What is required:
Please pick out and copy each line in the data below that contains the string "raincoat". A match must have the same case.

Extracted data:
--- start ---
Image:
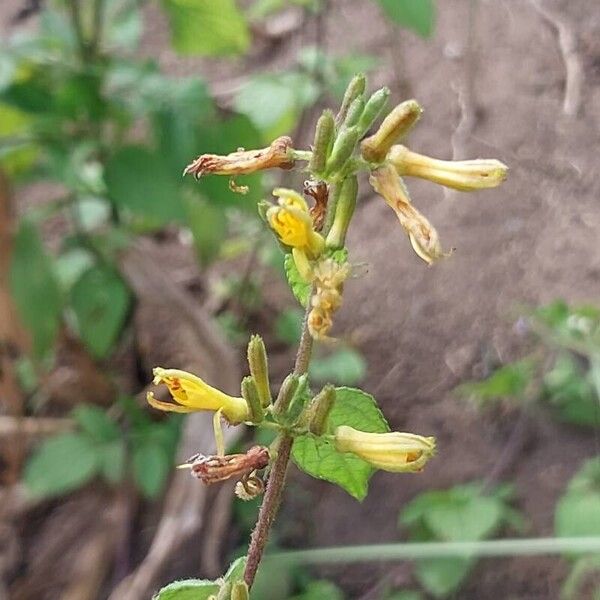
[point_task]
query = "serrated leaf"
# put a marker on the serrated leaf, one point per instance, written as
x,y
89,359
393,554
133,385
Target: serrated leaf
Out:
x,y
318,457
141,181
300,288
188,589
417,15
207,27
150,468
100,301
35,288
61,464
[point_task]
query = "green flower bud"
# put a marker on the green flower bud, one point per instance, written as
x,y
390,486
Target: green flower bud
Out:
x,y
354,112
320,410
373,109
324,133
355,88
343,147
259,368
240,591
394,126
250,394
344,210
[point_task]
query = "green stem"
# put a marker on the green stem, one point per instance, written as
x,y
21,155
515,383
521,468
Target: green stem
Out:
x,y
276,483
429,550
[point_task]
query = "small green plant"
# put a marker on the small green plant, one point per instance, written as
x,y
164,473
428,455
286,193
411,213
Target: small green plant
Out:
x,y
338,434
562,373
462,513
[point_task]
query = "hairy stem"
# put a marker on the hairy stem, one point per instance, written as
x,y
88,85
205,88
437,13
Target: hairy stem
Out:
x,y
276,483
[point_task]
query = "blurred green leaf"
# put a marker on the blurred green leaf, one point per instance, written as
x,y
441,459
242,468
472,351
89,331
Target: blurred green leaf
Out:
x,y
345,366
288,326
318,457
35,288
151,467
100,301
61,464
141,181
188,589
207,27
417,15
300,288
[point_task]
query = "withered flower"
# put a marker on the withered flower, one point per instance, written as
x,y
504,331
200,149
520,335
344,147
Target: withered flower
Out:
x,y
243,162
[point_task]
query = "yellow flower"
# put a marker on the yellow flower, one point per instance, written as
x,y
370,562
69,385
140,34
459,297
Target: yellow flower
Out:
x,y
190,394
462,175
395,452
293,224
423,237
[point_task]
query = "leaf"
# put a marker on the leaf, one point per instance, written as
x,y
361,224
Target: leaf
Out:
x,y
344,367
442,576
34,288
417,15
141,181
318,457
150,468
96,423
300,288
100,301
207,27
188,589
61,464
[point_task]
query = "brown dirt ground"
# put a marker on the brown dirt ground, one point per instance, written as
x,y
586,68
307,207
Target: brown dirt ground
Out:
x,y
535,239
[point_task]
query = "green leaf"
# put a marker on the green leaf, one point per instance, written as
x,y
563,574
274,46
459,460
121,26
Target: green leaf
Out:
x,y
207,27
344,367
318,457
96,423
141,181
188,589
60,465
34,288
100,301
300,288
417,15
112,461
578,510
150,468
442,576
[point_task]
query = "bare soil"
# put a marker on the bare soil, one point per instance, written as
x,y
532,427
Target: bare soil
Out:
x,y
424,330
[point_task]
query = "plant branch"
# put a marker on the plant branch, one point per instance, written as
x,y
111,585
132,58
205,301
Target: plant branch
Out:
x,y
276,483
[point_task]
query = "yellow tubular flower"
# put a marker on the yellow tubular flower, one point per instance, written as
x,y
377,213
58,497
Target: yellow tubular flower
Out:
x,y
191,394
423,237
395,452
293,224
462,175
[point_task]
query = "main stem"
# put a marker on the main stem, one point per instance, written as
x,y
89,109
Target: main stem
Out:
x,y
276,483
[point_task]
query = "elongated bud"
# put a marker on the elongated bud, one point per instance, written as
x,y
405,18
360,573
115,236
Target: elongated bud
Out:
x,y
462,175
336,238
395,452
250,394
324,133
355,88
354,112
395,126
240,591
320,409
343,147
259,368
373,108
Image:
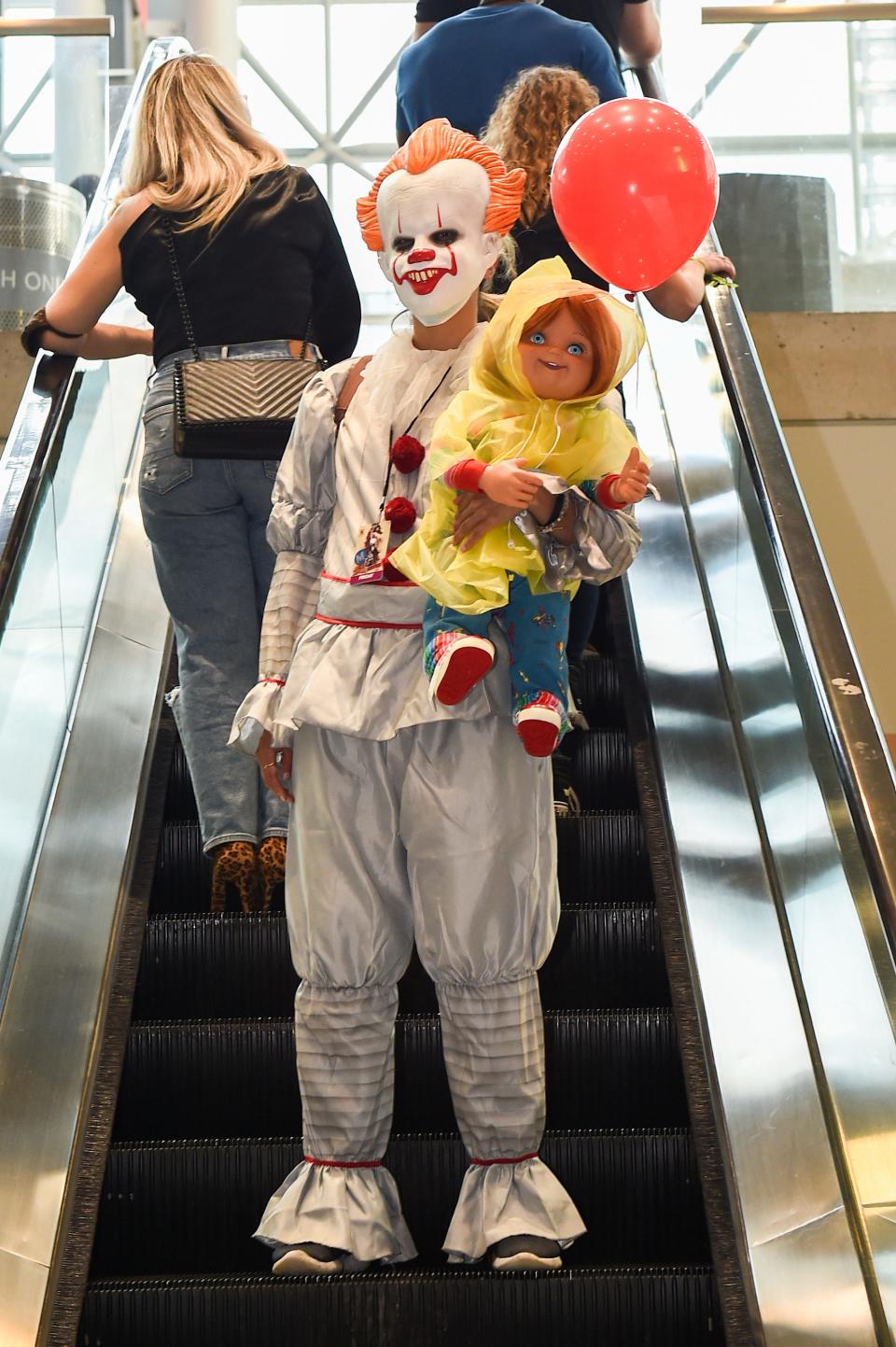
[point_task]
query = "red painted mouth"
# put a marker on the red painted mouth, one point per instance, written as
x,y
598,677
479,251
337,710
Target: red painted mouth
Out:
x,y
425,279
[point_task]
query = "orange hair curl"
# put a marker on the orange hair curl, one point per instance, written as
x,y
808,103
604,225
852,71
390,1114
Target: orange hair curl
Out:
x,y
430,145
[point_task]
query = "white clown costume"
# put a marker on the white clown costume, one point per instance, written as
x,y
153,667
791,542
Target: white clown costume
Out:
x,y
412,821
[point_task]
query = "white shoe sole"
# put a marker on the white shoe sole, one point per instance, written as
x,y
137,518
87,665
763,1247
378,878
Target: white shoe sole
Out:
x,y
464,643
298,1262
525,1262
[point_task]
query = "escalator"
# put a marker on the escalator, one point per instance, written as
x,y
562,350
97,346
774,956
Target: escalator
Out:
x,y
720,1003
209,1119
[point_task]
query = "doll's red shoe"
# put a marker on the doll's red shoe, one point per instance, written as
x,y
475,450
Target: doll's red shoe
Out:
x,y
539,729
467,659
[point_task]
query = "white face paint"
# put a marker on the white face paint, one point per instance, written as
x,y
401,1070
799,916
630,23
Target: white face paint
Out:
x,y
431,222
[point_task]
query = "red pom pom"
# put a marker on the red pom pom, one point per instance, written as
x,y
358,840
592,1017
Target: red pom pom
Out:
x,y
407,455
400,513
391,572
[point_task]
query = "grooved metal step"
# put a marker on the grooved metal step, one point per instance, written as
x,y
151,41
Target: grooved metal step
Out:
x,y
191,1207
239,964
610,1069
585,1307
601,858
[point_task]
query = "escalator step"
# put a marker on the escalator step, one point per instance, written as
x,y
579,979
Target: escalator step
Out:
x,y
179,802
601,693
236,966
603,772
616,1069
191,1207
653,1307
601,702
601,857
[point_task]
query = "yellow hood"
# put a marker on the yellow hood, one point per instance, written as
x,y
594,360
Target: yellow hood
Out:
x,y
496,370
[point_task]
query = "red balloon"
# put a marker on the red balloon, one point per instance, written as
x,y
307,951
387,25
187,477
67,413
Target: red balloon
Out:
x,y
634,189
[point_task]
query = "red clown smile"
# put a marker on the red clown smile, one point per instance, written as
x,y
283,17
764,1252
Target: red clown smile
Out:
x,y
425,279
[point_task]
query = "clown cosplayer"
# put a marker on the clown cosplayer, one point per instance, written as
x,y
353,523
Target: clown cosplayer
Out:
x,y
412,821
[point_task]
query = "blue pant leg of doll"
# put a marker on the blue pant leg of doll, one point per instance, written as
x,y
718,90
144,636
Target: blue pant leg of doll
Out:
x,y
441,621
537,631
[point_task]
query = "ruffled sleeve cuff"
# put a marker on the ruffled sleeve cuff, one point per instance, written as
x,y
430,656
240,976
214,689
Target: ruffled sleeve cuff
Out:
x,y
357,1210
257,714
510,1199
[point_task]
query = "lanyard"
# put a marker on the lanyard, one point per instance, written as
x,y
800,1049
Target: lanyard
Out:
x,y
392,441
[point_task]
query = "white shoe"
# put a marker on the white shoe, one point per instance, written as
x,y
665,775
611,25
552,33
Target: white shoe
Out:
x,y
313,1259
525,1253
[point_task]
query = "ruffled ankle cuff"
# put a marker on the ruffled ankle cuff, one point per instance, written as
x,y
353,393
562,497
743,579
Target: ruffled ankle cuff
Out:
x,y
516,1199
357,1210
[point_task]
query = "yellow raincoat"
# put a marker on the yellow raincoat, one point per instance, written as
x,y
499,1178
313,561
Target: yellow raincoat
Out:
x,y
498,418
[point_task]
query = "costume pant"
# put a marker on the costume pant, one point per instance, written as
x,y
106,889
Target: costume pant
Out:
x,y
442,835
537,628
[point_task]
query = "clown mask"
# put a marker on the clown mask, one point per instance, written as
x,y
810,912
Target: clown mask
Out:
x,y
431,222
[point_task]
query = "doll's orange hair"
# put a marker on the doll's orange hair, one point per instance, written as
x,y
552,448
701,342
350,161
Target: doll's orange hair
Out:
x,y
597,322
430,145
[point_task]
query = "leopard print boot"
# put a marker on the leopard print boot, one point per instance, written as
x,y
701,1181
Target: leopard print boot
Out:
x,y
233,866
271,870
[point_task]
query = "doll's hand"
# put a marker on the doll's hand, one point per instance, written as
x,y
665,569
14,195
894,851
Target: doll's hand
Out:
x,y
510,484
631,485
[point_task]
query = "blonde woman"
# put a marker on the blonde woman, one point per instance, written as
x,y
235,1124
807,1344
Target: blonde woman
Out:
x,y
525,130
263,265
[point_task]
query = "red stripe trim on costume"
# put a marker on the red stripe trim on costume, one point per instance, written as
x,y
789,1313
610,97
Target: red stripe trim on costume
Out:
x,y
377,626
345,580
518,1160
465,476
343,1164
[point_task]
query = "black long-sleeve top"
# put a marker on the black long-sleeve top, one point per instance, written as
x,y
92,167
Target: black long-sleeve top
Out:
x,y
273,263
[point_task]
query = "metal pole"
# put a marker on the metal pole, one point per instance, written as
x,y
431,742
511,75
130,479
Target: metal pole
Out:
x,y
81,77
854,140
328,88
210,26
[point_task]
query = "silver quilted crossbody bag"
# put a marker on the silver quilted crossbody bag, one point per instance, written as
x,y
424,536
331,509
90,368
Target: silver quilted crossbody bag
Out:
x,y
233,408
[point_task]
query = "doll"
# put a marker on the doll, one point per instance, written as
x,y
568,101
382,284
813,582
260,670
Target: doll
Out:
x,y
554,348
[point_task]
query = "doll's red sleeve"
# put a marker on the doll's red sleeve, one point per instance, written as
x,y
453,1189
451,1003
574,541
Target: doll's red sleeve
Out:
x,y
464,476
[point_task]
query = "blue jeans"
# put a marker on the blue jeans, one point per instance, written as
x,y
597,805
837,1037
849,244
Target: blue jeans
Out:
x,y
205,520
537,626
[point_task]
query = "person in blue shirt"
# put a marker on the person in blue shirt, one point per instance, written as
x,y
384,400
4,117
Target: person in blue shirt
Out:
x,y
459,69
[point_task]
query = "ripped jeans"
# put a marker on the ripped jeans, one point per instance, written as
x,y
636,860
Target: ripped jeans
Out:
x,y
205,520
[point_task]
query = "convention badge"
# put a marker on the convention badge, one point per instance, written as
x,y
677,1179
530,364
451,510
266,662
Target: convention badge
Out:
x,y
370,558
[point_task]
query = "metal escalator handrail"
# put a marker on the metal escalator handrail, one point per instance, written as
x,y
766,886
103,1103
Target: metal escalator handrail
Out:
x,y
101,26
762,14
856,737
51,383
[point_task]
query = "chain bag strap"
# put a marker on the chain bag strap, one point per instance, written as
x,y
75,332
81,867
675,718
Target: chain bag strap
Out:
x,y
233,408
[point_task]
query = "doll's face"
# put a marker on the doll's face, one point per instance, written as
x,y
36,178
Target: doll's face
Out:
x,y
558,358
431,222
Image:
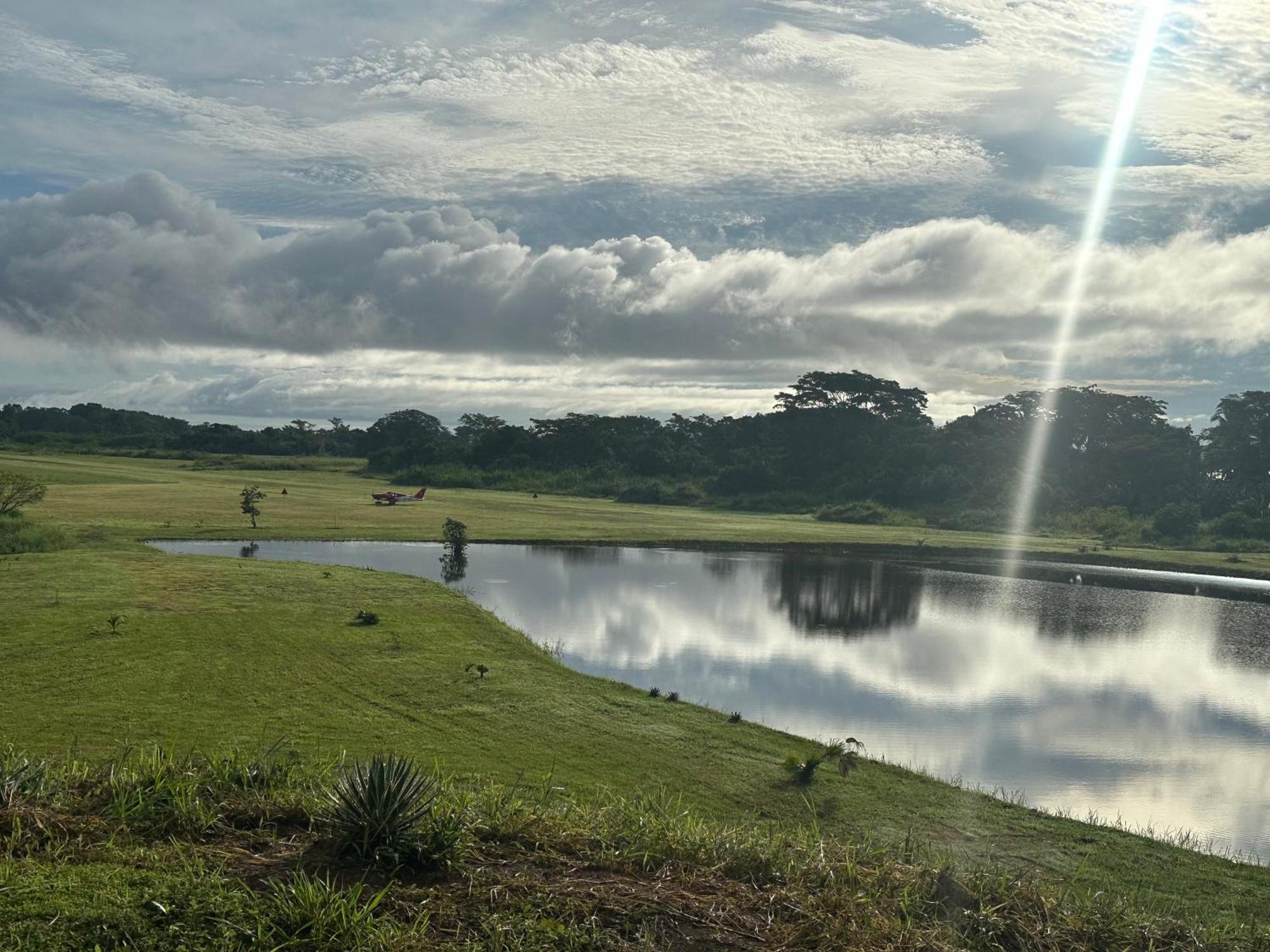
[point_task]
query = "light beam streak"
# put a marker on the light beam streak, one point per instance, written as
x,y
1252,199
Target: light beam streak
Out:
x,y
1095,223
--- end ---
Answer to the task:
query = "yellow raincoat"
# put a marker on the yellow raincoat, one point per instance, written as
Target: yellow raincoat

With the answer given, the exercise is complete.